* Exercise A *
Answer from the cosmetic surgery statement:
(i) Which department released the Discussion Paper?
(ii) Who is President of the Australian Society of Plastic Surgeons?
(iii) Under which Act are day procedure centres/day hospitals licensed?
* Exercise B *
Please duplicate the stretch of the cosmetic surgery statement from "The Australian Society of Plastic Surgeons has, for" through "to patient safety.", word for word.

* Excerpt *
Society welcomes NSW Review of Cosmetic Surgery Regulations

Society welcomes NSW Review of Cosmetic Surgery Regulations

The Australian Society of Plastic Surgeons welcomes the NSW Health Department’s release of a Discussion Paper to consider whether there needs to be tighter regulation of cosmetic surgery.

“We applaud Minister Jillian Skinner for this timely initiative and look forward to contributing to the Discussion Paper which we hope will lead to legislation that helps protect the safety of the increasing number of consumers seeking cosmetic procedures,” says Associate Professor Hugh Bartholomeusz, President of the Australian Society of Plastic Surgeons.

The Australian Society of Plastic Surgeons has, for many years, called for nationally-consistent regulation of cosmetic surgery, particularly around the use of anaesthetic in unlicensed facilities, arguing the current lack of oversight poses an unacceptable risk to patient safety.

“We are concerned that increasingly sophisticated procedures, from breast augmentation to face lifts, requiring high levels of anaesthesia have been able to be performed in unlicensed facilities – both clinics and doctor’s rooms – which aren’t subject to the same level of oversight as hospitals. This puts patients at risk if complications occur, particularly when ‘conscious sedation’ becomes ‘unconscious sedation.’”

“It is critical that basic standards be required of all facilities where this sort of surgery is undertaken and the simplest mechanism would be to subject them to the same requirements as day procedure centres/day hospitals licensed under the Private Health Facilities Act,” says Associate Professor Bartholomeusz.

“This would help ensure that appropriate standards in relation to the safety of the premises and the clinical care was subject to the same quality controls and audit requirements, including credentialing of clinical staff and ensuring resuscitation equipment is available where surgery is performed using more than local anaesthetic.”

“We can only reiterate that cosmetic surgery is not trivial surgery. Anaesthesia and surgery carry risks and it is vitally important that all surgeries, including all invasive surgeries, including cosmetic procedures, are carried out in properly accredited and licensed facilities with an anaesthetist present, says Associate Professor Bartholomeusz.

* Data provided *
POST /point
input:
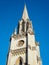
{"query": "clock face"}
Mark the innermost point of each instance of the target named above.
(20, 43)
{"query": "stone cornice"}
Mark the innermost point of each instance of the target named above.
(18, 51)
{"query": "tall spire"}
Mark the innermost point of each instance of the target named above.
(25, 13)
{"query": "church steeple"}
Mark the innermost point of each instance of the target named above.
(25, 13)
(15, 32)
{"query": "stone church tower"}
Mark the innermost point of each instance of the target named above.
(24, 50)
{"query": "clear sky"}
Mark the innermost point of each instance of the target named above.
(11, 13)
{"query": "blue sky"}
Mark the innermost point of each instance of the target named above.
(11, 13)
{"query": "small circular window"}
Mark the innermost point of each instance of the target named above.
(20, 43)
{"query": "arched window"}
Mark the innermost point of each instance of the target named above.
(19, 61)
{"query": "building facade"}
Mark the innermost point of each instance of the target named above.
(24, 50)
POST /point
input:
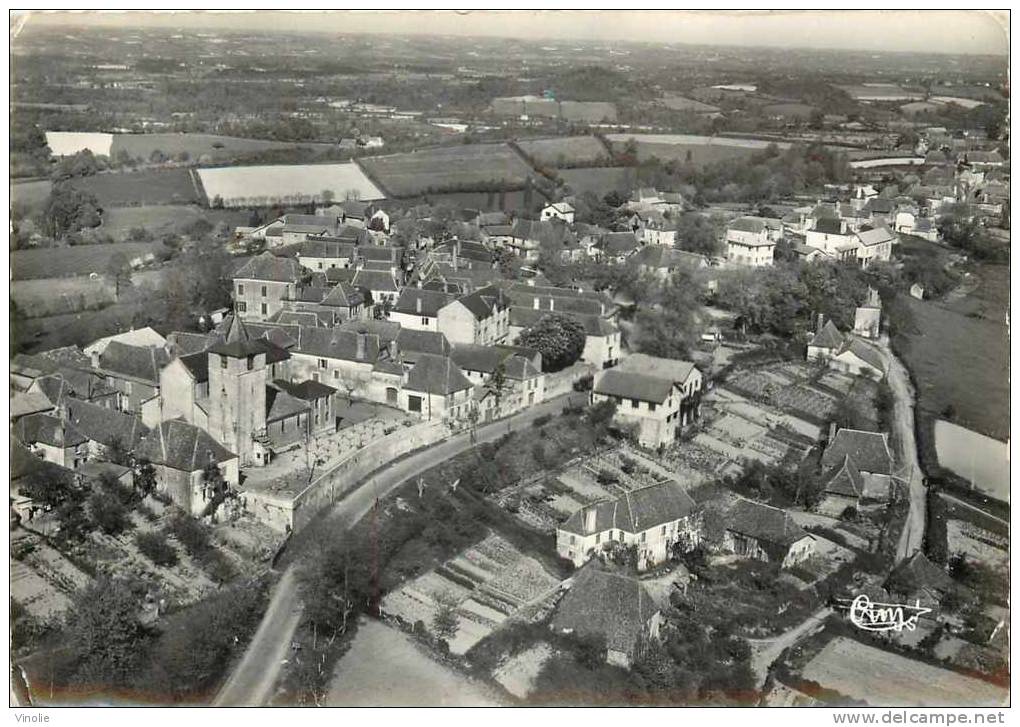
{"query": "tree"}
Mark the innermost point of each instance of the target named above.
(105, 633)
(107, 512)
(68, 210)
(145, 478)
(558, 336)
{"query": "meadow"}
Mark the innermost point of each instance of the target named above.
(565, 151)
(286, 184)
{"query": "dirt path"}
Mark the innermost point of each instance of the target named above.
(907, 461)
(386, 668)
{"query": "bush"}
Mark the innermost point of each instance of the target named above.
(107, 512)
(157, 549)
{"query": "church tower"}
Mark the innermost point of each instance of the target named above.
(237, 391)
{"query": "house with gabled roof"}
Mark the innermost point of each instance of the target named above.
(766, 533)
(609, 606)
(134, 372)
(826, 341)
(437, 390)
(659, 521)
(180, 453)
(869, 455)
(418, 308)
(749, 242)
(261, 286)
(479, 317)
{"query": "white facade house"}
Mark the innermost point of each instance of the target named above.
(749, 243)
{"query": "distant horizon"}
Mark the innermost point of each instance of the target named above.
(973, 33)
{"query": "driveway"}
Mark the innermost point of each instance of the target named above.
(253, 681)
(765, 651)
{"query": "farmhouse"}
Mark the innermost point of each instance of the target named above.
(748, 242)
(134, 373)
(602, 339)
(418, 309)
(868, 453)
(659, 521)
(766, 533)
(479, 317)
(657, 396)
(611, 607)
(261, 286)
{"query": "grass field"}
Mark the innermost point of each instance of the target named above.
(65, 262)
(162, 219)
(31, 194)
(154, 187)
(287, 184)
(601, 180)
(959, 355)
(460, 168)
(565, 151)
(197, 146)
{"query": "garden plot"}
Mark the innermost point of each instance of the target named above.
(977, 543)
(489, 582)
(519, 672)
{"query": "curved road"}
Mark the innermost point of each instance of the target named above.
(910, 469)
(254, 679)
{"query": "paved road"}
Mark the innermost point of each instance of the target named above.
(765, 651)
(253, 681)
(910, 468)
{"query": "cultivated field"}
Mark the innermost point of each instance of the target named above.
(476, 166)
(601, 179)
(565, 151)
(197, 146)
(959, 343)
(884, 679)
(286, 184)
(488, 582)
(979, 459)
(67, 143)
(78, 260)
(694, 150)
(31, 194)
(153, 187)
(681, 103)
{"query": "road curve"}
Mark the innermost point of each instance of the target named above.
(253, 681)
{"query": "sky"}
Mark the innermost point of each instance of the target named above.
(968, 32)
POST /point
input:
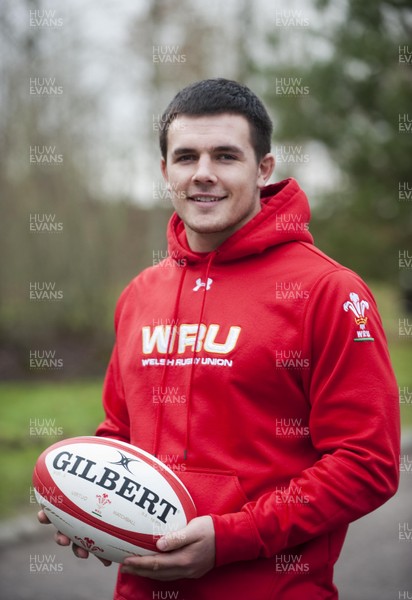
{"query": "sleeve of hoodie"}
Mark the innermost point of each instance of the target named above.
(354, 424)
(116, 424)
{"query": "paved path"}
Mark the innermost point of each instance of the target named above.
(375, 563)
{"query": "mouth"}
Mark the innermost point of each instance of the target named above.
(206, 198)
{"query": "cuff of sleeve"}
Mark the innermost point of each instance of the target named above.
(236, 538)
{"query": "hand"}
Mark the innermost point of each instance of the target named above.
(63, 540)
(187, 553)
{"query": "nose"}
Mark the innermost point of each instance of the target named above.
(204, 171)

* Your response A *
(i) The NSW Health Department
(ii) Associate Professor Hugh Bartholomeusz
(iii) The Private Health Facilities Act

* Your response B *
The Australian Society of Plastic Surgeons has, for many years, called for nationally-consistent regulation of cosmetic surgery, particularly around the use of anaesthetic in unlicensed facilities, arguing the current lack of oversight poses an unacceptable risk to patient safety.